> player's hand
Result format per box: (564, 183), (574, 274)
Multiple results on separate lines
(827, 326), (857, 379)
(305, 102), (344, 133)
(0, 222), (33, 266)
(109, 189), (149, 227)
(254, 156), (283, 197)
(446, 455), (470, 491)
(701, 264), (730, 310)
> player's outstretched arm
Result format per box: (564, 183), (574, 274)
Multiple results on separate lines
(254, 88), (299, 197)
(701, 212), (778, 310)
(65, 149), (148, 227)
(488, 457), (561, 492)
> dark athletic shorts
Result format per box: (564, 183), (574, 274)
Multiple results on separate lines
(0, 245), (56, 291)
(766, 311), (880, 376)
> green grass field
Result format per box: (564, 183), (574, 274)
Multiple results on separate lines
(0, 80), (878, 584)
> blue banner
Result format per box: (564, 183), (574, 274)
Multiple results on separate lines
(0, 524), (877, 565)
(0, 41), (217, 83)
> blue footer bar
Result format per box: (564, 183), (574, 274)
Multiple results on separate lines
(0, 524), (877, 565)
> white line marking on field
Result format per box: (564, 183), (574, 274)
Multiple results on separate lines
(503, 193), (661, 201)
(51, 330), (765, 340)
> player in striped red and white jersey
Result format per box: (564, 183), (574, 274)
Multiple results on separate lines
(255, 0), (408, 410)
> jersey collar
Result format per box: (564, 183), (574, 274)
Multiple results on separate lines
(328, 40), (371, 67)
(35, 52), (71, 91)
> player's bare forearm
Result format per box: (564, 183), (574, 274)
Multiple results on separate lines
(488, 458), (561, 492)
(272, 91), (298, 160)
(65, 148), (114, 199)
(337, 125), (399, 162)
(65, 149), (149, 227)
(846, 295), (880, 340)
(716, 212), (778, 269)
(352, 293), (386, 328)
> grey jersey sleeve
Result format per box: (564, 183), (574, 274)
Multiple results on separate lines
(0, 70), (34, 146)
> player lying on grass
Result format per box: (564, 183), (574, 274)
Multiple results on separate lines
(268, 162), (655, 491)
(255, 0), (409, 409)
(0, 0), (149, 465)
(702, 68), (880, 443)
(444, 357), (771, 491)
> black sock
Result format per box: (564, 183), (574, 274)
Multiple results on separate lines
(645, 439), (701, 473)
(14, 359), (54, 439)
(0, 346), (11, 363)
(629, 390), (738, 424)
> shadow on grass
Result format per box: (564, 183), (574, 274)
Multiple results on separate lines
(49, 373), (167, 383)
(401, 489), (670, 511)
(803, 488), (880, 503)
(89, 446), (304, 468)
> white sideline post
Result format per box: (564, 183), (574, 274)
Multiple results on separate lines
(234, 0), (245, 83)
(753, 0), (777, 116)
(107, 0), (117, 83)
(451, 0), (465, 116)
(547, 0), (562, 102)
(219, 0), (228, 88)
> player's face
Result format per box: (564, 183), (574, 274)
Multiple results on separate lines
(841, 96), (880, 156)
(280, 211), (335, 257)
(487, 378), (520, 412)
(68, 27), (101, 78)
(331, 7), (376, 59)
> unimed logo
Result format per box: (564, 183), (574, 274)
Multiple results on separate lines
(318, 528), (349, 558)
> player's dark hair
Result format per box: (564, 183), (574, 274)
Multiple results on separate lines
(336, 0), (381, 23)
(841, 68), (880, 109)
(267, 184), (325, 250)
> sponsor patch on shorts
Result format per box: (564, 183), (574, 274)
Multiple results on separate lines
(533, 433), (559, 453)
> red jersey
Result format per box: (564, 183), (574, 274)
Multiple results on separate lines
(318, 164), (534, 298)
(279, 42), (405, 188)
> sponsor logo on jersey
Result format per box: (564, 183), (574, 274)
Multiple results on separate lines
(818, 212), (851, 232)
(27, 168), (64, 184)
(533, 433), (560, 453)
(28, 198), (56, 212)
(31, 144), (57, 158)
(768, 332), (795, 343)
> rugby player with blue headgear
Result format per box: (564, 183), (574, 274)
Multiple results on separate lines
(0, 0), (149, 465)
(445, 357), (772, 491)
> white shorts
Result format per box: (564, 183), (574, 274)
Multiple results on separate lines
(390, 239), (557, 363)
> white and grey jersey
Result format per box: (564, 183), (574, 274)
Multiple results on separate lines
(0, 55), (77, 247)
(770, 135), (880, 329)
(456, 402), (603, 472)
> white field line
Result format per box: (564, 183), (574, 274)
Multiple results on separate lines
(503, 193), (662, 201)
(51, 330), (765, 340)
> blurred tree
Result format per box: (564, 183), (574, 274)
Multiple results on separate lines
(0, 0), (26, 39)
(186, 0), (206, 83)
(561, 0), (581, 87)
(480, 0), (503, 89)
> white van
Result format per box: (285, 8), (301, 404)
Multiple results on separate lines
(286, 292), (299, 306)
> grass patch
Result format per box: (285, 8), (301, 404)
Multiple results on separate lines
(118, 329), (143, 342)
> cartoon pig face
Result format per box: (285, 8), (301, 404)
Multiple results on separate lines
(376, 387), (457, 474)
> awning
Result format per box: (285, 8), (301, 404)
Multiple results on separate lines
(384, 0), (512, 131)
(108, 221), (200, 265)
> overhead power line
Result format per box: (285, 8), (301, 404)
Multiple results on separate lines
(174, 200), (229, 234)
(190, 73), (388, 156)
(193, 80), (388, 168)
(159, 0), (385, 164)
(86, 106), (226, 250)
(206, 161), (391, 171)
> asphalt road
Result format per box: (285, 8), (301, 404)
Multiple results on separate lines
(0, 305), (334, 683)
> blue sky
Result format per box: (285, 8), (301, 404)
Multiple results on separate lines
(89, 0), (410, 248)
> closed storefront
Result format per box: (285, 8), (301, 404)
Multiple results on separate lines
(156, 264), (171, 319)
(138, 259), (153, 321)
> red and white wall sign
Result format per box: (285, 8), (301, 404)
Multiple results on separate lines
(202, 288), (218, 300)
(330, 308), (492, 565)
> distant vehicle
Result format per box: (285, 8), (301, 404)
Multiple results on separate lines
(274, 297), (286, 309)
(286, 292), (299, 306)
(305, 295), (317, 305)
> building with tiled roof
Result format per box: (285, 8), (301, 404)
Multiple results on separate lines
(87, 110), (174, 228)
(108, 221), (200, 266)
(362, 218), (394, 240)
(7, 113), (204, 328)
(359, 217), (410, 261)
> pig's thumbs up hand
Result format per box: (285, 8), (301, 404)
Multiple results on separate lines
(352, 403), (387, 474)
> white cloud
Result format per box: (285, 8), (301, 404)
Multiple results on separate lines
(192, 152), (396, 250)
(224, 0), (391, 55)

■ ■ ■ ■

» Assignment: All lines holding the word "grass" must be copied from the data.

» Answer:
> green grass field
> player lying on grass
> shadow on grass
> grass patch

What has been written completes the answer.